◆ DATASET EXCERPTS:
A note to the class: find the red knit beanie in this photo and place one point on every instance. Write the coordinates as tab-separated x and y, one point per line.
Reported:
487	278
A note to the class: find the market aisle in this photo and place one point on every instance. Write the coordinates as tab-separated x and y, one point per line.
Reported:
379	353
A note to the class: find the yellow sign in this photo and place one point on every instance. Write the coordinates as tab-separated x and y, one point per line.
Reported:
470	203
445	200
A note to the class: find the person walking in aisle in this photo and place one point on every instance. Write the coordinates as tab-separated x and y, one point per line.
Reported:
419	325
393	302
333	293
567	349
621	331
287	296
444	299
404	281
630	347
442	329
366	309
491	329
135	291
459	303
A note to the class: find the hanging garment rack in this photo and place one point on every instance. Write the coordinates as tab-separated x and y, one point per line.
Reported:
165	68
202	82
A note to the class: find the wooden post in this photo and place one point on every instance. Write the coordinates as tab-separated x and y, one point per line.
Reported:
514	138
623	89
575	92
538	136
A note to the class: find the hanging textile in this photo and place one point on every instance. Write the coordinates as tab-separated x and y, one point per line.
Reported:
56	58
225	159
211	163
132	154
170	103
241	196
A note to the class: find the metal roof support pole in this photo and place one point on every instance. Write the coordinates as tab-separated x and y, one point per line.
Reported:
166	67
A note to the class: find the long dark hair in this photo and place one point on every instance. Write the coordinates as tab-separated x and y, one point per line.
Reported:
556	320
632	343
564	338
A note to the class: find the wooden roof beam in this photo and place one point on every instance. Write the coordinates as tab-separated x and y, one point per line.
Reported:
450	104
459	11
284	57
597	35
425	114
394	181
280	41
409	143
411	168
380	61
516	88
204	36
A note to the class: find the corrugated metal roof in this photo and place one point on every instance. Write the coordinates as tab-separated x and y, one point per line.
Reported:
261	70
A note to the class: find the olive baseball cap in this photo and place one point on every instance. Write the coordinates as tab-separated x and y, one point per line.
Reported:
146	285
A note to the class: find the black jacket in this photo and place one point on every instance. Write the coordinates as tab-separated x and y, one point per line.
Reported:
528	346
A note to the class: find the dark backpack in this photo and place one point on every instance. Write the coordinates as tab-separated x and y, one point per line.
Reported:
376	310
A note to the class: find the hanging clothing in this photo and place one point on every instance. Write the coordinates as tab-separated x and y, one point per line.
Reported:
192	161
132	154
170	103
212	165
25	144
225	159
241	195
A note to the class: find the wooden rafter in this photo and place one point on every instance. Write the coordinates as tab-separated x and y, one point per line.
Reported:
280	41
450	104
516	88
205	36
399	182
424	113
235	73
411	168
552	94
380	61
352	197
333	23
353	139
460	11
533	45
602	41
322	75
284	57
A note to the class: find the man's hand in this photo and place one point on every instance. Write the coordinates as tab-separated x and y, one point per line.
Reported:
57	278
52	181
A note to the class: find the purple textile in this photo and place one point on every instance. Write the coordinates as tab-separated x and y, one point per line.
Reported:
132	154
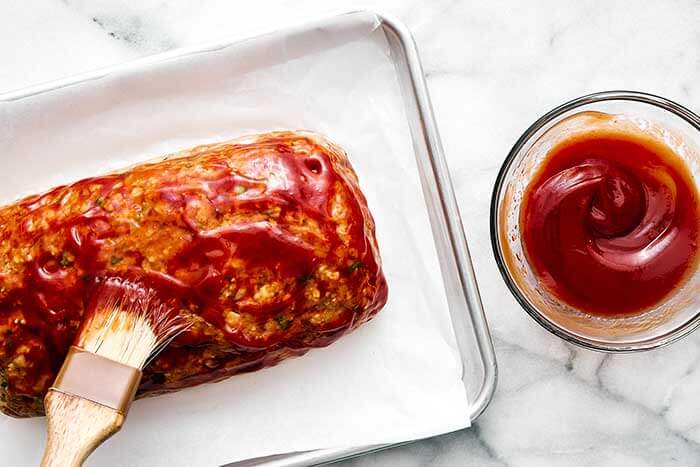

◆ TASK GOAL:
Could you restate the material word for word, skipping any pictures it holds?

◆ COMPLETED TASK:
A note to the class: find the red knit beanie in this photo and place one point on every instance. Write the coordinates as tab-separated x and y, one point per line.
Reported:
487	278
A note to the class: find the market aisle in this photo and place one point on every instance. Write the coordinates as tab-separated x and y, one point per line.
Reported:
379	353
A note to the class: find the yellow sign in this photo and place one point on every instance. Write the coordinates as tab-separated x and y, one point per line.
Reported:
470	203
445	200
A note to the class: find the person walking in aisle in this photo and place one point on every instance. Write the coordinates as tab-separated x and y, one point per line.
Reported:
419	325
393	302
333	293
567	349
621	331
287	296
444	299
404	281
630	347
442	329
366	309
491	329
135	291
459	303
A note to the class: find the hanging garment rack in this photo and place one point on every instance. Write the coordinates as tab-separated x and y, one point per line.
Reported:
165	68
202	82
A note to the class: find the wooden post in this photo and place one point on every instance. Write the coordinates as tab-separated x and y, one point per line.
Reported:
514	138
623	89
575	92
538	136
A note to the class: find the hanging textile in this photo and place one point on every instance. Write the coordinates as tab-separated x and y, one point per line.
Reported:
56	58
225	159
211	163
132	154
170	103
241	196
A note to the class: find the metal roof support pole in this photo and place one point on every instance. Write the coordinates as tab-separated x and y, one point per line.
Reported:
166	67
A note to the class: find the long dark hair in this photo and place one point on every instance. Write the coordinates as tab-separated x and y, one point per line.
Reported:
556	320
632	343
564	338
A note to the class: find the wooden roof beam in this photo and place one point on every instance. Write the coordinates as tab-separated x and y, one point per line.
Reported:
450	104
459	11
284	57
597	35
425	114
394	181
280	41
409	143
411	168
380	61
516	88
204	36
A note to the class: find the corrugated metal roof in this photo and place one point on every instance. Write the coordinates as tab-separated x and y, one point per line.
Reported:
261	70
A note to the class: find the olive baseball cap in this photo and place one point on every instance. Write the coordinates as tab-separated x and y, one point per line.
Reported:
146	285
A note to the class: find the black jacket in this photo and place one point on every instance. Write the coordinates as tab-separated x and y, one point per line.
Reported:
528	346
A note to the class: find the dark backpack in this photo and place one point on every instance. Write the coordinates as tab-separated x and y, one point per line.
Reported:
376	310
A note to the class: find the hanging clothing in this photo and place one point on every instance. Write the coordinates as tab-separated x and y, one point per line.
Reported:
192	161
132	154
170	103
212	165
25	144
225	159
241	195
A note to the class: find the wooden rafter in this photo and place one point on every instance. Write the coordinates as tab-separated x and y, one point per line.
Reported:
280	41
450	104
516	88
205	36
399	182
424	113
235	73
411	168
552	94
380	61
352	197
333	23
353	139
460	11
533	45
602	41
322	75
284	57
A note to the class: find the man's hand in this photo and place one point on every instance. Write the coordinates as tab-separated x and y, one point per line.
Reported:
57	278
52	181
A note to the class: find the purple textile in this photo and place one point on every instance. Write the coordinates as tab-separated x and y, one point per line.
Reported:
132	154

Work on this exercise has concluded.